Textauszug ▸

··········

Nehmen wir aus der spanischen Geschichte das heraus, was mit unserer Wallfahrt
zu tun hat.
    Wir sind in diesem Reisebuch
Spanien und seiner Geschichte erstmalig begegnet, als wir die Möglichkeit einer
Missionsreise des Jakobus nach Spanien untersuchten. In der frühchristlichen
Zeit war Spanien Teil des römischen Reiches. Seit etwa 200 v. Chr. dauerte die
Eroberung und Befriedung Spaniens durch die Römer an, bis hin zu Augustus. —
Von der Urbevölkerung, den Iberern, wissen wir wenig: Phönizier, Griechen,
Karthager besiedeln im ersten vorchristlichen Jahrtausend das Land. In der Spätzeit
des römischen Reiches kommen Franken, Alanen, Sueben und Wandalen nach Spanien,
am wichtigsten sind dann die Westgoten. Sie gründen 414 n. Chr. unter ihrem
König Arthaulf ein westgotisches Reich mit Toledo als Hauptstadt. Drei
Jahrhunderte sind die Westgoten die Beherrscher und Bewohner des Landes. Sie
sind Christen: zunächst Arianer, später — seit dem Konzil von Toledo (589) —
Katholiken.

··········

Bereitgestellte Einträge ▸
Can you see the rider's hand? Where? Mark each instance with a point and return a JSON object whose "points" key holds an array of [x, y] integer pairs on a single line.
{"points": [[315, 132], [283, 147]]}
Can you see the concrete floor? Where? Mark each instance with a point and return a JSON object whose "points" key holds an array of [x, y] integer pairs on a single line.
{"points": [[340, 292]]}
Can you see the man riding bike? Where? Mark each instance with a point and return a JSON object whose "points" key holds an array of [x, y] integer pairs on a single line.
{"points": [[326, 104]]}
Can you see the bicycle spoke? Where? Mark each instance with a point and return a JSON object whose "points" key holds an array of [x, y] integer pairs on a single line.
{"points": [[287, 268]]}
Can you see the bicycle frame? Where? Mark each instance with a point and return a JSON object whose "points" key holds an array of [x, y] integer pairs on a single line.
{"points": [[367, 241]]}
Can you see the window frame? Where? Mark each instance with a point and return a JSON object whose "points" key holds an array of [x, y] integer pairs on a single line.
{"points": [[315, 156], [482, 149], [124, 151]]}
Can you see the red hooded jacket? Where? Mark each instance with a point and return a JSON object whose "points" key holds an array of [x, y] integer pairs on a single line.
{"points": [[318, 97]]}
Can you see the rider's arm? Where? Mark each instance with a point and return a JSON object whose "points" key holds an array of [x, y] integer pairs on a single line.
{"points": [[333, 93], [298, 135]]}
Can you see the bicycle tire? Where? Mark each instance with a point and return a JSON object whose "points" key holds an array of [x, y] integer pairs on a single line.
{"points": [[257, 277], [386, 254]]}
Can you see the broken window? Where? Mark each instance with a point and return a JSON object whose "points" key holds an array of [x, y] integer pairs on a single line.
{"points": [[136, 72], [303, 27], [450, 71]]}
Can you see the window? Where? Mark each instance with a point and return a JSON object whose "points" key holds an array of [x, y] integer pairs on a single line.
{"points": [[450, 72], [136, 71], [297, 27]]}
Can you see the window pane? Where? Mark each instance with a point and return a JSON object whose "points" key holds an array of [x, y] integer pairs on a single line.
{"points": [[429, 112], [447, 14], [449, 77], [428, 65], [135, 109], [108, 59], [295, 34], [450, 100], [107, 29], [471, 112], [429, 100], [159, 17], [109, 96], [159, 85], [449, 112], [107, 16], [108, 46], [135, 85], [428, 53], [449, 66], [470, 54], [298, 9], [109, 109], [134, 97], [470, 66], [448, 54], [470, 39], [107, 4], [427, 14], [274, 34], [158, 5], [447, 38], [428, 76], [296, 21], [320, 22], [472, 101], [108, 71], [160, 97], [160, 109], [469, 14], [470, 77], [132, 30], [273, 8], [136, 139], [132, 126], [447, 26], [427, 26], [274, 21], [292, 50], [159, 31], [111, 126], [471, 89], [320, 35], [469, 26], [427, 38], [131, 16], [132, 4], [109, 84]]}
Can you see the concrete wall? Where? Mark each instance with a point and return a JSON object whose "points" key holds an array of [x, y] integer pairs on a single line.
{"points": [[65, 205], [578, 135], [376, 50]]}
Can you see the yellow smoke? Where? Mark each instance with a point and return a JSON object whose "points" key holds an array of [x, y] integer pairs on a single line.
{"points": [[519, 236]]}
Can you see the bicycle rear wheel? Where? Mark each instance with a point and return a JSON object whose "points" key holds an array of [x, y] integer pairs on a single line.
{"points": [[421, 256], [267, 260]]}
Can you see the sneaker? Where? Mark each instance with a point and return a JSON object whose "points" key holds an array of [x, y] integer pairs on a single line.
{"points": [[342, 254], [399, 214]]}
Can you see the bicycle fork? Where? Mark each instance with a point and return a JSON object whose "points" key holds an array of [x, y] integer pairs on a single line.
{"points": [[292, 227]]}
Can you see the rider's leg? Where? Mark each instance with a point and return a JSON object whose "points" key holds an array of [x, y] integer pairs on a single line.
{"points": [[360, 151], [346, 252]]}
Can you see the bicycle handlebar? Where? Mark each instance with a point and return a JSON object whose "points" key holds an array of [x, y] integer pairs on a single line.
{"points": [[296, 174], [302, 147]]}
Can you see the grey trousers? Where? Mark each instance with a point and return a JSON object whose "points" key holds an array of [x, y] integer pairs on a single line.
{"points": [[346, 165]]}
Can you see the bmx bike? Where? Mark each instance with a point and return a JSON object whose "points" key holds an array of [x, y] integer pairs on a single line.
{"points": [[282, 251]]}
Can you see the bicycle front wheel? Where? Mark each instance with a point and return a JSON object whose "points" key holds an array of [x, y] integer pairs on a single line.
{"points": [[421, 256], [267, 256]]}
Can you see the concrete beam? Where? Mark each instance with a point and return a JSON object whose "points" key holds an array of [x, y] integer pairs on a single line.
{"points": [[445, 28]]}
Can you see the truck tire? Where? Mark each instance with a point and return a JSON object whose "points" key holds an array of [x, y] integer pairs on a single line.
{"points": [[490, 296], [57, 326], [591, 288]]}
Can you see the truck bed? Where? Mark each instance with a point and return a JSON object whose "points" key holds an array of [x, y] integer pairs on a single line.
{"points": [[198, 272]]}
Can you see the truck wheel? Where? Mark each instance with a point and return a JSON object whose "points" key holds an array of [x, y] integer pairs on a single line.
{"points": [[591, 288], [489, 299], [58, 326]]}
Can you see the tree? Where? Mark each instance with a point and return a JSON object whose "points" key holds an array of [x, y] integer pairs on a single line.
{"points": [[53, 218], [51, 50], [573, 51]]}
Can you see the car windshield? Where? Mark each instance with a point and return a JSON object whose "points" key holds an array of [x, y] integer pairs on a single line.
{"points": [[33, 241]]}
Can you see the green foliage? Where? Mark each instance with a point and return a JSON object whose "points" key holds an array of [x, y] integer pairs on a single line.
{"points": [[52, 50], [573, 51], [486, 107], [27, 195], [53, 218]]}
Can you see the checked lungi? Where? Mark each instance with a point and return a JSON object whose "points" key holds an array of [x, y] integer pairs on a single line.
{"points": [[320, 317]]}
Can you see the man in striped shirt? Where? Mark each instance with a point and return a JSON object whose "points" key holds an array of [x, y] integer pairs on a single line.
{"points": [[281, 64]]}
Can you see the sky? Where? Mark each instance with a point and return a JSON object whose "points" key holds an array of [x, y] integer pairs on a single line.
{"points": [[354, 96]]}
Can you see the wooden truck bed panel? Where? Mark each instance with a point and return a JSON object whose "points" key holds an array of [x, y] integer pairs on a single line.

··········

Gefragt ist ▸
- A) Seit welchem Ereignis waren die Westgoten laut dem Auszug zur spanischen Geschichte Katholiken?
- B) Führe den Auszug zur spanischen Geschichte im Anschluss an seinen letzten Satz weiter.

Antworten ▸
- A) Seit dem Konzil von Toledo (589).

- B)
    Dann erfolgt die Eroberung fast
ganz Spaniens durch die Araber, durch den Islam. 711 ist das entscheidende
Datum. In der Schlacht bei Jerez de la Frontera besiegt der arabische Feldherr
Tarik — noch heute nennen wir seinen Namen, wenn wir von Gibraltar, dem Gebel
al-Tarik, dem „Felsen des Tarik“ sprechen! — den Westgotenkönig Roderich. Der
Siegeszug des Islam auf der iberischen Halbinsel ist nicht aufzuhalten, wenn
auch 718 der Westgote Pelayo bei Covadonga noch eine Schlacht gegen die Mauren
gewinnt.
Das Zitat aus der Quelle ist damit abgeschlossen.